Posted by Amod Lele in Philosophy of Language, Politics

≈ 4 Comments

Tags

21st century, Afua Hirsch, gender, Kimberlé Crenshaw, Peggy McIntosh, race

A few years ago I attempted to depict the new race/gender movement of the 2010s in a way as neutral, bland, and inoffensive as possible. I got strong pushback even on that much, with a denial that the movement even exists.

I knew that the movement I’m describing is highly resistant to being named. What I hadn’t expected was that even the acknowledgement of its existence is controversial. But I suppose that that controversy, at its heart, is tied to its resistance to being named: the movement tends to present its ideas as if they are just the common sense that everyone already believes, while at the same time demanding drastic and radical changes (open borders, “defund the police”).

Thus Afua Hirsch in the Guardian claims that the anti-woke “define themselves in opposition to an identity that doesn’t actually exist. They are anti-woke, even though there is no ‘woke’.” Some go so far as to claim that “woke” is a racial slur.

So, let’s get down to establishing a basic point: yes, whatever you call it or don’t call it, starting in the mid-2010s there has been a major radical movement around race and gender (including gender identity and sexual orientation), one which worked at length to limit public disagreement with it. You can support this movement or oppose it (or better yet support some parts of it and not others, as I do). But in the places where it has been influential (like North American universities or other educated urban enclaves), it has been such a powerful force that it makes no sense to deny its existence. You could more reasonably say it’s not one movement but a set of (real, existing) smaller ones – but I think there are good reasons to speak of it as one.

-- CHALLENGE 1 --
Do the following statements agree with the post? Answer yes or no for each, and quote the words of the post that decide it.
(a) The writer supports every part of the movement described.
(b) The movement described began in the mid-2010s.
(c) Afua Hirsch's claim about the anti-woke appeared in the Guardian.

-- MATERIAL TO PROCESS --
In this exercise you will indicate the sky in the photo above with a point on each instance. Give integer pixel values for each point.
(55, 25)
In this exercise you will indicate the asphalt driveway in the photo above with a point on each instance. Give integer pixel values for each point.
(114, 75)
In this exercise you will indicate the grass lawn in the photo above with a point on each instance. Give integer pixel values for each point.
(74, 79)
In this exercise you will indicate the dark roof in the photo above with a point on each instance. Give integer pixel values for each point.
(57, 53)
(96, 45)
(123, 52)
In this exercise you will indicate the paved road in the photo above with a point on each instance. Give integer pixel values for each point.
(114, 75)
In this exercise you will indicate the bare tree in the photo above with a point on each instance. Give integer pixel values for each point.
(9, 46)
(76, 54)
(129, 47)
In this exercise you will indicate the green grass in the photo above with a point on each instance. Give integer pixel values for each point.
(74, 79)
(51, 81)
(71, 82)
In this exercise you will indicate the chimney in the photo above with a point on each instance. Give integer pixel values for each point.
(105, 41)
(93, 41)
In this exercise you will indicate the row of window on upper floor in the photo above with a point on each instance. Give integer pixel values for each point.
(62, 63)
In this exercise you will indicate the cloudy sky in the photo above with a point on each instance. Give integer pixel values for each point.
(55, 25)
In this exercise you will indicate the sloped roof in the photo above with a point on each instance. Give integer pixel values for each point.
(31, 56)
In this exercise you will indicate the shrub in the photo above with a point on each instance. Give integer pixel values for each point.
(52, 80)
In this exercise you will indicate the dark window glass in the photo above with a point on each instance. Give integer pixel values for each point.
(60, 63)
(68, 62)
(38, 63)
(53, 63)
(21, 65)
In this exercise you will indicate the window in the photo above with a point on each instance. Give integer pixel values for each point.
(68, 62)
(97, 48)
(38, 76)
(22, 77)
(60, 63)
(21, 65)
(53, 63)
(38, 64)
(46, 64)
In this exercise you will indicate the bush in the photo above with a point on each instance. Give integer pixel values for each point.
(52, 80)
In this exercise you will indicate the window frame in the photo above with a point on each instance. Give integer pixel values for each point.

-- CHALLENGE 2 --
Reproduce the records word for word, everything from the line containing "In this exercise you will indicate the sloped" down to the end of the records.

-- TASK RESPONSE 1 --
(a) No: "or better yet support some parts of it and not others, as I do"
(b) Yes: "starting in the mid-2010s there has been a major radical movement around race and gender"
(c) Yes: "Thus Afua Hirsch in the Guardian claims"

-- TASK RESPONSE 2 --
In this exercise you will indicate the sloped roof in the photo above with a point on each instance. Give integer pixel values for each point.
(31, 56)
In this exercise you will indicate the shrub in the photo above with a point on each instance. Give integer pixel values for each point.
(52, 80)
In this exercise you will indicate the dark window glass in the photo above with a point on each instance. Give integer pixel values for each point.
(60, 63)
(68, 62)
(38, 63)
(53, 63)
(21, 65)
In this exercise you will indicate the window in the photo above with a point on each instance. Give integer pixel values for each point.
(68, 62)
(97, 48)
(38, 76)
(22, 77)
(60, 63)
(21, 65)
(53, 63)
(38, 64)
(46, 64)
In this exercise you will indicate the bush in the photo above with a point on each instance. Give integer pixel values for each point.
(52, 80)
In this exercise you will indicate the window frame in the photo above with a point on each instance. Give integer pixel values for each point.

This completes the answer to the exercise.